*GIVEN PASSAGE:*
# # # # # # #

The USD has weakened as the count in the key US States continues with Joe Biden looking more likely to win the keys to the White House.
Biden has now reportedly taken the lead in Georgia with 99% votes counted and he continues to lead in Nevada and Arizona (albeit Trump has been closing the gap in Arizona). Trump still has the lead in Pennsylvania, although the gap is narrowing as more postal votes are counted.
Trump is continuing to declare fraud in the voting and stating he would win if the “legal votes” are counted and the “illegal votes” are removed. His claims are still unsubstantiated but it seems likely he will continue to press for legal action. With Biden appearing to pull away in the counts, it seems unlikely Trump will have much chance of success with the courts and the markets appear to be feeling that it’s only a matter of time before we get a clear result. This is increasing risk appetite and therefore weakening the USD.
In other news, the Pound has been supported by combined action from the Bank of England and the UK government which has increased support to the economy as the new lockdown starts. The BoE kept interest rates on hold but increased their quantitative easing measures by another £150 billion (to a total of £895 billion). Rishi Sunak also gave businesses and employees some welcome relief by announcing an extension to the furlough scheme to the end of March 2021. This double action has been taken favourably by pound buyers as it should help UK’s recovery from the coronavirus crisis.

# # # # # # #

*AVAILABLE DATA:*
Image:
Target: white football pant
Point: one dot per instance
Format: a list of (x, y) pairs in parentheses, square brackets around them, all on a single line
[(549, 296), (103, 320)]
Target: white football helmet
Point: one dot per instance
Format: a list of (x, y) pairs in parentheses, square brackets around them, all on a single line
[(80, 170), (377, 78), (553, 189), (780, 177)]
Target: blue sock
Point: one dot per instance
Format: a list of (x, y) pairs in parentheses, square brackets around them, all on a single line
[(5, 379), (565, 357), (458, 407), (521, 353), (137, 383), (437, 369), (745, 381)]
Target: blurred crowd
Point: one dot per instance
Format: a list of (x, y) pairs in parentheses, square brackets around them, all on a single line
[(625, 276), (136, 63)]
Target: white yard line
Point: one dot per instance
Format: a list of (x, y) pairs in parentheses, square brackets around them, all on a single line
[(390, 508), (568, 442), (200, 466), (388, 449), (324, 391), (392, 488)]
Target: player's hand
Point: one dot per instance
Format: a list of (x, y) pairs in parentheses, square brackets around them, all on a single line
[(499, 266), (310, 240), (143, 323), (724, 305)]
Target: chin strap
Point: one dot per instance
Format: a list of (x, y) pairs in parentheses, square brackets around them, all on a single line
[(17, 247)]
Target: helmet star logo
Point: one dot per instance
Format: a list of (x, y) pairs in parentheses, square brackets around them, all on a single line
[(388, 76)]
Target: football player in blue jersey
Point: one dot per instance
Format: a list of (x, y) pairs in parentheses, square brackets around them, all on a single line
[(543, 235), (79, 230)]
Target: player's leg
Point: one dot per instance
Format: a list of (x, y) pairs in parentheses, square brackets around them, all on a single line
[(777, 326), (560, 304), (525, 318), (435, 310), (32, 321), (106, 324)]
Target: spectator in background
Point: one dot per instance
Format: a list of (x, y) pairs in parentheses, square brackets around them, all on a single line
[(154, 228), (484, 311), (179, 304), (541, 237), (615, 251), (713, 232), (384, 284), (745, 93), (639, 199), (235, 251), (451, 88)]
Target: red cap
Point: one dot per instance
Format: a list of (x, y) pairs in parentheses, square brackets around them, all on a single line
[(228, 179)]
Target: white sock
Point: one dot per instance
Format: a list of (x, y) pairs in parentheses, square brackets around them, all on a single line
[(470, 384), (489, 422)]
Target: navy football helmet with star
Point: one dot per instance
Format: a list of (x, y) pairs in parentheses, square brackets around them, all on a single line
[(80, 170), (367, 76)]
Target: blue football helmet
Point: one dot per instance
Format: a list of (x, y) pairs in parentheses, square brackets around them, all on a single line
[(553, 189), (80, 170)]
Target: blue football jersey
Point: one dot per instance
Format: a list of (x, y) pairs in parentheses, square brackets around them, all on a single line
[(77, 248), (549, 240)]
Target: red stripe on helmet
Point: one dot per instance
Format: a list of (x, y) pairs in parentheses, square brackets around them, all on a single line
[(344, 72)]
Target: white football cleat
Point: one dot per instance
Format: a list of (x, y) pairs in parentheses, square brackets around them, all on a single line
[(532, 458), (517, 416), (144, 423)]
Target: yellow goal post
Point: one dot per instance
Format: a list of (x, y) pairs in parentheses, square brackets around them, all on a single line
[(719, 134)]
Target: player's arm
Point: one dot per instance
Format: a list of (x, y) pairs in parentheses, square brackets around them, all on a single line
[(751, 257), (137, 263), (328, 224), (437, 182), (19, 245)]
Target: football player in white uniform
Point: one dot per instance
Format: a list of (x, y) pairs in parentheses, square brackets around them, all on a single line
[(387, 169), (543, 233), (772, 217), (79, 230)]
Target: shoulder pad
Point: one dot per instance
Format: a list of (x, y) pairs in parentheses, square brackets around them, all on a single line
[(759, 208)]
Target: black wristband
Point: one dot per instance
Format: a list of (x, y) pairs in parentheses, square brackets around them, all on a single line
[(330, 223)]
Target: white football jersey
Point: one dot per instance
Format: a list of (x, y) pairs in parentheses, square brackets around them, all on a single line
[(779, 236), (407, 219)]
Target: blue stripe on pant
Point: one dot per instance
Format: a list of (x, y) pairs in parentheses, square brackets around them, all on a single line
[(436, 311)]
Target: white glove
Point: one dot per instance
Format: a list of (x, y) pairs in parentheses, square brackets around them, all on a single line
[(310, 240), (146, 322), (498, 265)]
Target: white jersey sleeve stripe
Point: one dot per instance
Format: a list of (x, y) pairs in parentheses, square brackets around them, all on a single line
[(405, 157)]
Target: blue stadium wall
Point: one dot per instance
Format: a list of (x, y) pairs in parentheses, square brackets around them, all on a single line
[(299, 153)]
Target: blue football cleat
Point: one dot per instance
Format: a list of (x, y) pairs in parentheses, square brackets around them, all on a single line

# # # # # # #

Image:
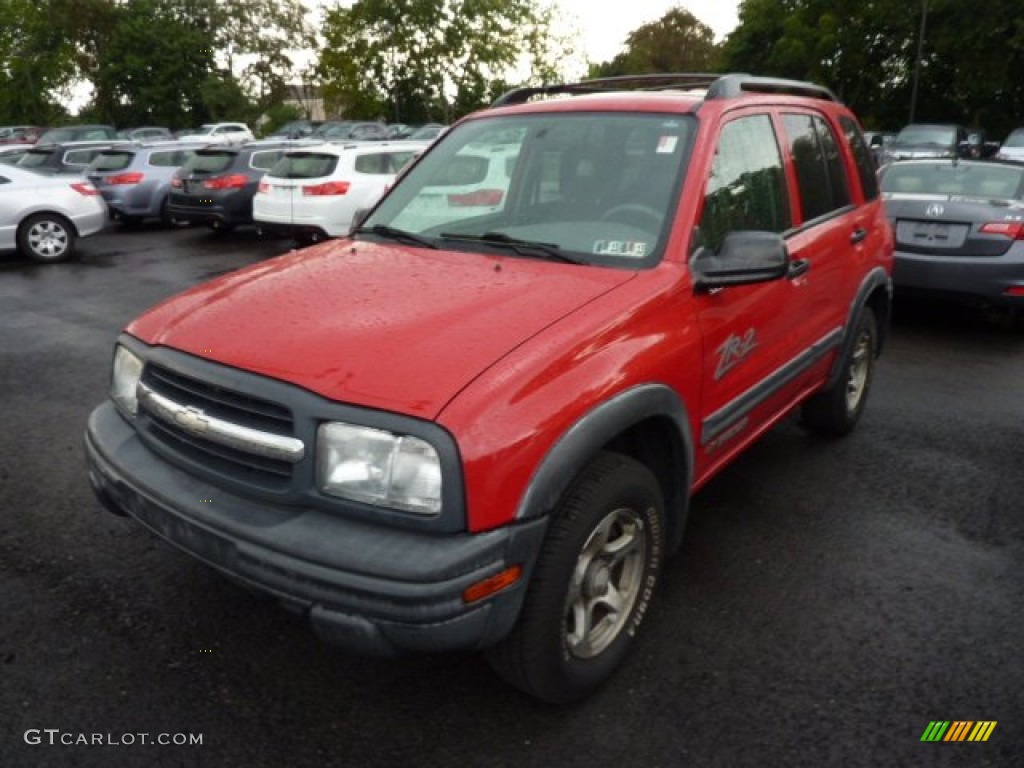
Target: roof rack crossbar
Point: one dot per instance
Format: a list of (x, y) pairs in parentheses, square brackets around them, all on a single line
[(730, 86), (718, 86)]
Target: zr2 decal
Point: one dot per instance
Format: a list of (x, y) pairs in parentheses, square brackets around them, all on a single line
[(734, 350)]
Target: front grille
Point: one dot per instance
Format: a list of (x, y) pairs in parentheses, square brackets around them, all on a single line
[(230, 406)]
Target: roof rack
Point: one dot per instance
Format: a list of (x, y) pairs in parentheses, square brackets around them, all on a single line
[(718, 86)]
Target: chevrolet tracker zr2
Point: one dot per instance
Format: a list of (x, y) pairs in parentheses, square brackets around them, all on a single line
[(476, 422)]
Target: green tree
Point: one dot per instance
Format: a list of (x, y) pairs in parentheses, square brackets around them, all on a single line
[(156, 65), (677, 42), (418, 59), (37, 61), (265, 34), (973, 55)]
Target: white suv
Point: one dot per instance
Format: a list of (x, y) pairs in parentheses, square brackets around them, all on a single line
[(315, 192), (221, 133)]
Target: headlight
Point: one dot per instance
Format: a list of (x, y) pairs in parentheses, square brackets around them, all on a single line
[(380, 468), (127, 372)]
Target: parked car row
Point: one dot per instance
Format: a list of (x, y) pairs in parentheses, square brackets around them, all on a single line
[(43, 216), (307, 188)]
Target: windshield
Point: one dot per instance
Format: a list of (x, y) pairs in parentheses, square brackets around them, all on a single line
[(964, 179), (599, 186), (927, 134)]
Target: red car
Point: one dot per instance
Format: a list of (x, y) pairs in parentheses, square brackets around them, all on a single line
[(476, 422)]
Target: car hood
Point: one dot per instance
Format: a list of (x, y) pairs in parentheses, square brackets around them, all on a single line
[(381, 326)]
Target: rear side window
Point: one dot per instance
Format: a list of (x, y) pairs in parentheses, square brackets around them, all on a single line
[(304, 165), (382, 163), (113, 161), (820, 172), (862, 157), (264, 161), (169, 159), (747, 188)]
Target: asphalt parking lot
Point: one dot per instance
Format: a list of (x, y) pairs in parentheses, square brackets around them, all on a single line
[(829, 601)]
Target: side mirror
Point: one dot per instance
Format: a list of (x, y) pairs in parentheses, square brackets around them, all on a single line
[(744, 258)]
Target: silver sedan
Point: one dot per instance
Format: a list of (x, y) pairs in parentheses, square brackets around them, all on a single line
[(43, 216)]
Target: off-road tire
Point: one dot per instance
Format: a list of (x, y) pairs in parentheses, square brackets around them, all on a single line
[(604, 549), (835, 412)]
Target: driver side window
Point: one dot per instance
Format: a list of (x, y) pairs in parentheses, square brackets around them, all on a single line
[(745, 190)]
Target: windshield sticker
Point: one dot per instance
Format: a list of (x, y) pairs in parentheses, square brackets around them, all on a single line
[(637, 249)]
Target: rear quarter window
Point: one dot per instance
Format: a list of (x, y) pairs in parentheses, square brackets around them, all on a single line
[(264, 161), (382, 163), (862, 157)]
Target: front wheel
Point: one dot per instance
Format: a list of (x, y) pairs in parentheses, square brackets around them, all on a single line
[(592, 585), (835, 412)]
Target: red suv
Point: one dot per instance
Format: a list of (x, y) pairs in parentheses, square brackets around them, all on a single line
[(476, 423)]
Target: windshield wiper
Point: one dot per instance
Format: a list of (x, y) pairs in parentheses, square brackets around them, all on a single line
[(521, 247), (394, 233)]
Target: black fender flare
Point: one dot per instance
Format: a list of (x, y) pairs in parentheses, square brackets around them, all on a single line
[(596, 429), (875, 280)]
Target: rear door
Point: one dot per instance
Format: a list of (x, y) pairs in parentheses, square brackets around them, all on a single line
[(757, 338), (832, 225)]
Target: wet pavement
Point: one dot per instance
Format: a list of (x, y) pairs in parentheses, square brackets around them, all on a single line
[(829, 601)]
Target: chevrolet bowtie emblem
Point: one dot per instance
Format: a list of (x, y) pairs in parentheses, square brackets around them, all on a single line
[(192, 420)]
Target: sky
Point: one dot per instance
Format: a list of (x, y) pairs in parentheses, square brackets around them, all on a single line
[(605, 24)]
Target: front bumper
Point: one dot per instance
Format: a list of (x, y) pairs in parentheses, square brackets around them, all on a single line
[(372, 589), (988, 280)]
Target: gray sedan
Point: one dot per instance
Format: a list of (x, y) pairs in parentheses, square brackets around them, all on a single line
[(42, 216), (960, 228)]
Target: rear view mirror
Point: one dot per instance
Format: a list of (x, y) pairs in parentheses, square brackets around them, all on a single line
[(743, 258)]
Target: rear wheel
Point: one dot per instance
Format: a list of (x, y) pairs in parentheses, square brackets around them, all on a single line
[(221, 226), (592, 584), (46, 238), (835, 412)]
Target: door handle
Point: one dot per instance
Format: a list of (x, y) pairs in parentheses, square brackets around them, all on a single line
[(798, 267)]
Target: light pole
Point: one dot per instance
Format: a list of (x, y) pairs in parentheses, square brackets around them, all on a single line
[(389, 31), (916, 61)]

# # # # # # #

*INSTRUCTIONS TO FOLLOW:*
In the currency report above, please replace "courts" with "judges" in the part from "Trump is continuing" up to and including "weakening the USD.", and give that part in full.

*SOLUTION:*
Trump is continuing to declare fraud in the voting and stating he would win if the “legal votes” are counted and the “illegal votes” are removed. His claims are still unsubstantiated but it seems likely he will continue to press for legal action. With Biden appearing to pull away in the counts, it seems unlikely Trump will have much chance of success with the judges and the markets appear to be feeling that it’s only a matter of time before we get a clear result. This is increasing risk appetite and therefore weakening the USD.